─── LISTING

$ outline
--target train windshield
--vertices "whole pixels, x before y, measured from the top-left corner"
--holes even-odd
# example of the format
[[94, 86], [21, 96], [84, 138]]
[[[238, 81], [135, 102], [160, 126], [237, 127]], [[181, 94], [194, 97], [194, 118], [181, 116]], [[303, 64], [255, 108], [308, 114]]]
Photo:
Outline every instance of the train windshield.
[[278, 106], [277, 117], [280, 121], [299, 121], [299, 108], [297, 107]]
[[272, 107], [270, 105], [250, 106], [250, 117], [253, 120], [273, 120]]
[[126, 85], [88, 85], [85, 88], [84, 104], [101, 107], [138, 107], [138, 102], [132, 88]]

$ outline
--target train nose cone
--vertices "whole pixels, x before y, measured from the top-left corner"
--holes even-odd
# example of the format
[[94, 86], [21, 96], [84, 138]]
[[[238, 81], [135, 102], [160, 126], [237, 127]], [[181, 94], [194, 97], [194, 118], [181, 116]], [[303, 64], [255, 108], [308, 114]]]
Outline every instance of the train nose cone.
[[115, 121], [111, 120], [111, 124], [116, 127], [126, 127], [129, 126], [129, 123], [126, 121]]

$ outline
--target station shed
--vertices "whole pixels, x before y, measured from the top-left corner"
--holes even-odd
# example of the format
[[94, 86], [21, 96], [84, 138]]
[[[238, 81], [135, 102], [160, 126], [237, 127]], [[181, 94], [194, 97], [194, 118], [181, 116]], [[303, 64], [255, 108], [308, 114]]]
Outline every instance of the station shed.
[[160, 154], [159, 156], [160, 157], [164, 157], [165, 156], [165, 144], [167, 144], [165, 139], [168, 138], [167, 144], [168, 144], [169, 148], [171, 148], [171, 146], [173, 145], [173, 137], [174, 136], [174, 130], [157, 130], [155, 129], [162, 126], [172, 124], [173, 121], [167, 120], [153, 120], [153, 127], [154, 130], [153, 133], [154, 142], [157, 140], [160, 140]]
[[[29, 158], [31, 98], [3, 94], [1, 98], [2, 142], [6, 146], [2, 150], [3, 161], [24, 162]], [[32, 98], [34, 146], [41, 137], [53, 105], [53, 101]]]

──────

» THE EXERCISE: How many lines in the listing above contain the string "target"? Matching is case-sensitive, and your reply should be the number alone.

» RESULT BELOW: 3